Referring expression data:
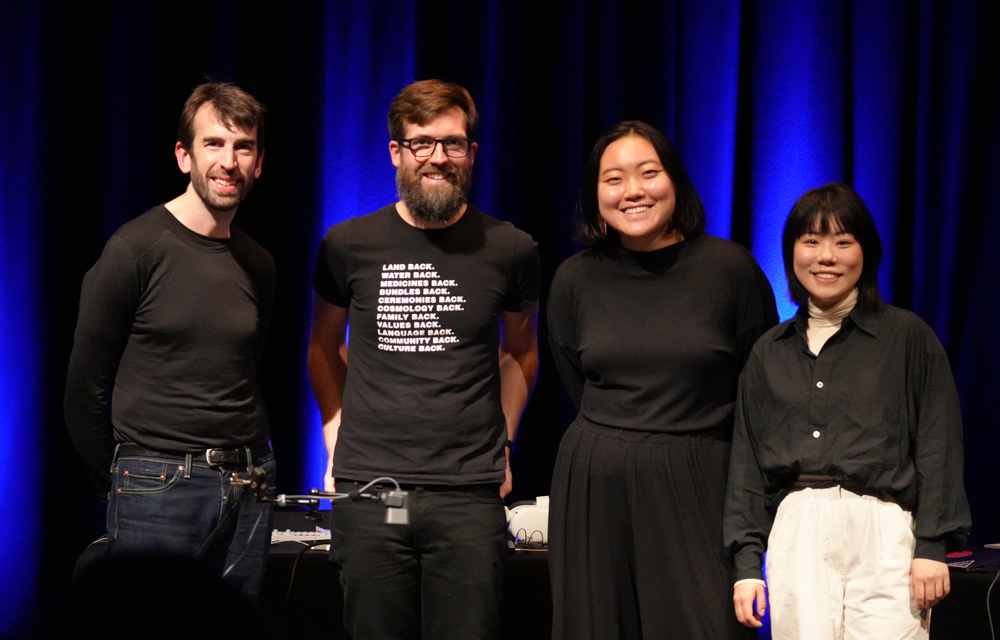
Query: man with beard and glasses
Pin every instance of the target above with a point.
(161, 396)
(442, 301)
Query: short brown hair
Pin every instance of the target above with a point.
(235, 107)
(421, 101)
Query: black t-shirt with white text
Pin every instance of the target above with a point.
(422, 395)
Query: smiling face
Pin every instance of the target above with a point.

What is being asked:
In the copy, include every entry above exactly and leave out each picture.

Response to the exercise:
Query: man with beard and glasses
Pin every instance of the target above with a point.
(161, 396)
(442, 301)
Query: short brown hair
Pin every instance of the target above with a point.
(235, 107)
(421, 101)
Query: black t-shirt with white text
Pin every instance of the target above with a point.
(422, 395)
Query: smiling face
Pin every instance of the target above with a point.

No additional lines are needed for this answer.